PROVIDED TEXT -
There is nothing worse than cannabis for the powers, there is nothing that can steal away their authority for that which is superior to any earthly government, the conscience of the universe, the being of oneness of all with all, the reality of God and what it means.

[ Post Comment ]

 
Comment #12 posted by freshy on June 04, 2006 at 15:00:34 PT
cafe press
dang dude, i want that trucker hat with Sieg Heil, Sensenbrenner on it.

[ Post Comment ]
 
Comment #11 posted by observer on June 03, 2006 at 19:33:43 PT
Sieg Heil, Sensenbrenner!
U.S. Rep. F. James Sensenbrenner Jr. (R-Wisconsin), ... [will put smokers] behind bars for five years if they pass a marijuana joint...

Sieg Heil, Sensenbrenner! http://www.cafepress.com/seigsens

(I couldn't resist!)

[ Post Comment ]

 
Comment #10 posted by FoM on June 03, 2006 at 13:04:22 PT
mai_bong_city
Oh that's funny!

[ Post Comment ]
 
Comment #9 posted by mai_bong_city on June 03, 2006 at 13:02:42 PT
hehe
"Strange! Strange! How doth this harmonise? Two kings do I see--and only one ass!"

'Thus Spake...' - F. Nietzsche

reminds me of bush and cheney - one big butt-head.

[ Post Comment ]

 
Comment #8 posted by mai_bong_city on June 03, 2006 at 12:57:55 PT
says it way better than i can
This loathing choketh me, that we kings ourselves have become false, draped and disguised with the old faded pomp of our ancestors, show-pieces for the stupidest, the craftiest, and whosoever at present trafficketh for power.

Friedrich Nietzsche - 'Thus Spake Zarathustra'

[ Post Comment ]

 
Comment #7 posted by FoM on June 03, 2006 at 12:38:15 PT
LA Times: Dude, Where's My Loan?
Financial aid shouldn't be tied to a student's drug record.

June 3, 2006

College kids would be better off not taking drugs. They'd also be better off not drinking when they're underage, not driving drunk at any age and generally not doing illegal and dangerous things. Most people (except certain college kids) would agree this makes sense.

ASSIGNMENT -
Copy the part of the comment thread that starts at "Comment #11 posted" and ends at "(I couldn't resist!)", keeping every word and mark unchanged.

GIVEN DATA -
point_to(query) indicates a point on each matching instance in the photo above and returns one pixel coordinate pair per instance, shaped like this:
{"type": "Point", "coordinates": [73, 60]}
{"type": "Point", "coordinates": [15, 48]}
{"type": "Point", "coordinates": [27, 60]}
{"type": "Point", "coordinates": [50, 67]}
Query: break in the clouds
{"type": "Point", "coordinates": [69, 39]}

TASK RESULT -
Comment #11 posted by observer on June 03, 2006 at 19:33:43 PT
Sieg Heil, Sensenbrenner!
U.S. Rep. F. James Sensenbrenner Jr. (R-Wisconsin), ... [will put smokers] behind bars for five years if they pass a marijuana joint...

Sieg Heil, Sensenbrenner! http://www.cafepress.com/seigsens

(I couldn't resist!)